Exercise inputs START

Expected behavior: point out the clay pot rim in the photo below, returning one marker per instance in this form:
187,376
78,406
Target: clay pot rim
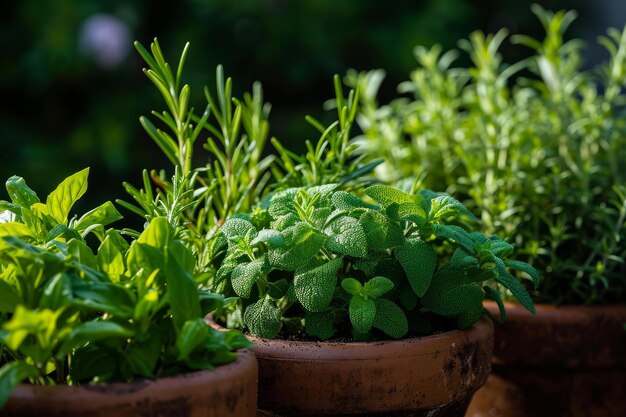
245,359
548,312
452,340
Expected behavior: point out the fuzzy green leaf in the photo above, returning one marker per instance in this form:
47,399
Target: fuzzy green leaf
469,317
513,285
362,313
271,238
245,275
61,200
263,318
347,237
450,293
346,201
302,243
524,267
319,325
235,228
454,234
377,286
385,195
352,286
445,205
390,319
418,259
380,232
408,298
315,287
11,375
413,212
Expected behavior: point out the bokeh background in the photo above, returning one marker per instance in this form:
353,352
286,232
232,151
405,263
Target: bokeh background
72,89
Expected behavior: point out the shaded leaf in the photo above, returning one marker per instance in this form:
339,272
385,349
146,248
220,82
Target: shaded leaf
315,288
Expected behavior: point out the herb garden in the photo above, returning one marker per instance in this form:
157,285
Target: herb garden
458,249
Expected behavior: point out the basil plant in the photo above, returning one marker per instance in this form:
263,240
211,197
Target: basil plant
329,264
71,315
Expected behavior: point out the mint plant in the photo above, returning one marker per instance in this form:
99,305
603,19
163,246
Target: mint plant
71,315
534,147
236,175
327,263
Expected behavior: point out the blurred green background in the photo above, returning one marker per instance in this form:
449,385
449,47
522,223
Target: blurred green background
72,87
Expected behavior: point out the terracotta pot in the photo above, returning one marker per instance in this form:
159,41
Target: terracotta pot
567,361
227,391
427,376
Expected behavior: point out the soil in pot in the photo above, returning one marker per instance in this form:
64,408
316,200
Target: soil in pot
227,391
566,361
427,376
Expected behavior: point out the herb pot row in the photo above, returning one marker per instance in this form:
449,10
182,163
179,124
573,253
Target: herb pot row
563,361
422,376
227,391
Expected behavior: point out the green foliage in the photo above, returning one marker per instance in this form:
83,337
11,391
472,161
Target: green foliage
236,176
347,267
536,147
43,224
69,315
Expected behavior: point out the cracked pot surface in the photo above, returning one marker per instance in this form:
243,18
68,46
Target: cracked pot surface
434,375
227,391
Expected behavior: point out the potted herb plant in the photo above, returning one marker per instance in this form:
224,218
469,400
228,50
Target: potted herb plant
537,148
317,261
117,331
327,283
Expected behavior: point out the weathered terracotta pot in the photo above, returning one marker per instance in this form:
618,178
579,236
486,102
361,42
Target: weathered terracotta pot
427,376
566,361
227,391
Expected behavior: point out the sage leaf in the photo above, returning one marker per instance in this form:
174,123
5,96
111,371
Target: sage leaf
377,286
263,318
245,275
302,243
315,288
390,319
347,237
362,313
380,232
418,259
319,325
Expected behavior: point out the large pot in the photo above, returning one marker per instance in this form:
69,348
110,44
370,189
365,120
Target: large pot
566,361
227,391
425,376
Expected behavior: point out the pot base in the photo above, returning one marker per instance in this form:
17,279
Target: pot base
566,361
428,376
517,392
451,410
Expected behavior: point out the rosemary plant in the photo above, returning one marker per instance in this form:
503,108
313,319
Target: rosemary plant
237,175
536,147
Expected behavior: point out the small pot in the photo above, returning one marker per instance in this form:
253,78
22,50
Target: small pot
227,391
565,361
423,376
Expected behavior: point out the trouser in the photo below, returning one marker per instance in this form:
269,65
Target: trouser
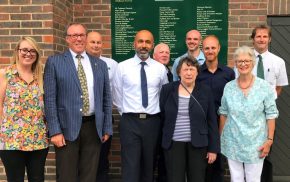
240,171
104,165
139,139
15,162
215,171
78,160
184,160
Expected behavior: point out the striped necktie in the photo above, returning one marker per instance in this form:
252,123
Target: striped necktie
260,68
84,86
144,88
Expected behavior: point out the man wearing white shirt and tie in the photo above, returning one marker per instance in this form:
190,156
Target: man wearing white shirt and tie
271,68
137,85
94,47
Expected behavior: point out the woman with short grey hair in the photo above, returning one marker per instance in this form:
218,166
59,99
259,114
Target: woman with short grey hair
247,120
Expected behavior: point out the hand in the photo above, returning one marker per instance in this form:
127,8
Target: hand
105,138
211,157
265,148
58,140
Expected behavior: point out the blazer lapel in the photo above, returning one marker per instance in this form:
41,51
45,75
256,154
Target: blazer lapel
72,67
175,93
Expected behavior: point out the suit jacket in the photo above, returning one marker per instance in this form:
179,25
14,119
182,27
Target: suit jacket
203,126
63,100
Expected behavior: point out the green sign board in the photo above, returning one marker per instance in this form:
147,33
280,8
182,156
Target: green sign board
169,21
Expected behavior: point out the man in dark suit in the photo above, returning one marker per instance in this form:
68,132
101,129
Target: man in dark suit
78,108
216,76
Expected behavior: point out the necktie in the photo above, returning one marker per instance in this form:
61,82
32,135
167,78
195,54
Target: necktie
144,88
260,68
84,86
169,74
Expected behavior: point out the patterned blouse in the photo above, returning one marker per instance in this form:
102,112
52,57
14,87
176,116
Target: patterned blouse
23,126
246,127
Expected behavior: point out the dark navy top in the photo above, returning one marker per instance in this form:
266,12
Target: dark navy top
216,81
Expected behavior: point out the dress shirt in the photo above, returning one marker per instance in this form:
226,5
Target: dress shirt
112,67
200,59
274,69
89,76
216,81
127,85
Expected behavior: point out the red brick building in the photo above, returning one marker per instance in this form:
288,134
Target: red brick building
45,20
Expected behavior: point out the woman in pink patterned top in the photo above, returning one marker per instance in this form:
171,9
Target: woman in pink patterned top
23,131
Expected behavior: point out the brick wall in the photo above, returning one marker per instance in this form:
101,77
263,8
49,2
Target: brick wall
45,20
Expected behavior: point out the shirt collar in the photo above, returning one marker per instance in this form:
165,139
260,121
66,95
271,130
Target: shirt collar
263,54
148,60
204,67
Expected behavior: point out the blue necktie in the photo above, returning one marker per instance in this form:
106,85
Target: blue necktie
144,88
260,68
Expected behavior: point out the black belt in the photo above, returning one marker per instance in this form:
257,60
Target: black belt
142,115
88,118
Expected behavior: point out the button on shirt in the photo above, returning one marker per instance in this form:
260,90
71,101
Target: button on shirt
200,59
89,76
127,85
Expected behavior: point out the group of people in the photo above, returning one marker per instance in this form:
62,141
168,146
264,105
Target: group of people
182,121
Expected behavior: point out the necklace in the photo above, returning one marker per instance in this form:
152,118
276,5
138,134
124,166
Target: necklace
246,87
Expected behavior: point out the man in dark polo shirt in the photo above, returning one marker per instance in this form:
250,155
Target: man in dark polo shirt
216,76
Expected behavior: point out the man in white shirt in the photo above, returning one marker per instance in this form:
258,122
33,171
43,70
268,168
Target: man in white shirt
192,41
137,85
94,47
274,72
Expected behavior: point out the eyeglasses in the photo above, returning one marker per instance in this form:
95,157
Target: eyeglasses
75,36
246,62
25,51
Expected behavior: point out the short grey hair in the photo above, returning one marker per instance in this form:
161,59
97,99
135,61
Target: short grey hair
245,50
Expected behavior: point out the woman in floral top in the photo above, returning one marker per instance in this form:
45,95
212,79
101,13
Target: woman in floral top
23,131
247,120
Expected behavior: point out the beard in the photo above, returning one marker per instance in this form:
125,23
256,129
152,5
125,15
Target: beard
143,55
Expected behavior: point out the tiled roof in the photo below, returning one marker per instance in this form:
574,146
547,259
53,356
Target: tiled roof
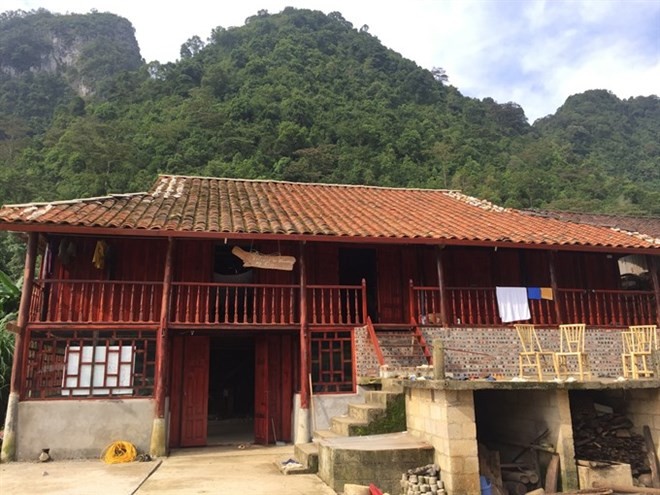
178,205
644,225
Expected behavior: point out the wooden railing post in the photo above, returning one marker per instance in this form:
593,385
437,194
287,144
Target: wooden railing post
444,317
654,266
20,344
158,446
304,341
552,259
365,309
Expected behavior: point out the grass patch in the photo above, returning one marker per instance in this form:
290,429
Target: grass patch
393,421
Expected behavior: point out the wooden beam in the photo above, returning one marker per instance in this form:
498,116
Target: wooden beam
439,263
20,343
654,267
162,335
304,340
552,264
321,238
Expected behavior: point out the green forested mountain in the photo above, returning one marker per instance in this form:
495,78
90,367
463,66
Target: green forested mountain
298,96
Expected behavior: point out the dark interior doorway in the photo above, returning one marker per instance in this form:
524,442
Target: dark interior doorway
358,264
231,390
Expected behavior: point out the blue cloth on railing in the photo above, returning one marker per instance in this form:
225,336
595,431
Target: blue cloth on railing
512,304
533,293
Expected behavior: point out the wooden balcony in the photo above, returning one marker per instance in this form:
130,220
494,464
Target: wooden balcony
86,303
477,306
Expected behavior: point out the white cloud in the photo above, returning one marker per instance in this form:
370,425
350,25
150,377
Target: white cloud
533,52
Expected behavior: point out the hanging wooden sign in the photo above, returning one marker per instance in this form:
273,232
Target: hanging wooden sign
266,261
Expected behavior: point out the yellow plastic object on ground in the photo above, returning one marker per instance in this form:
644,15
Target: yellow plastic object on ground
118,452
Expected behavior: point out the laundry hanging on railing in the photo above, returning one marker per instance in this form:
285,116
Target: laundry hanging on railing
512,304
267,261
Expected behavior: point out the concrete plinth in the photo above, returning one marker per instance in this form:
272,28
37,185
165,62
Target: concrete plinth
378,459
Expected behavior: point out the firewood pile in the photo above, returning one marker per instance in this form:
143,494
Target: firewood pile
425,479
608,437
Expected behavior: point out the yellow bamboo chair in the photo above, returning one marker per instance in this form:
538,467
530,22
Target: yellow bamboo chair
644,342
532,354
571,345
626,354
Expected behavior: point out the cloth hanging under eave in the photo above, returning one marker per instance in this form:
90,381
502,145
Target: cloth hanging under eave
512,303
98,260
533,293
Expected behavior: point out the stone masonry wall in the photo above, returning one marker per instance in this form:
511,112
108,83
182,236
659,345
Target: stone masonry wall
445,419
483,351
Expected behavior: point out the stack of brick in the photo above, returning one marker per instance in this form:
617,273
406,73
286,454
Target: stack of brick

Exercise inputs END

[Problem to solve]: Could you say how many lines of the entries contain the string "stack"? Only the number should be given.

[Answer section]: 2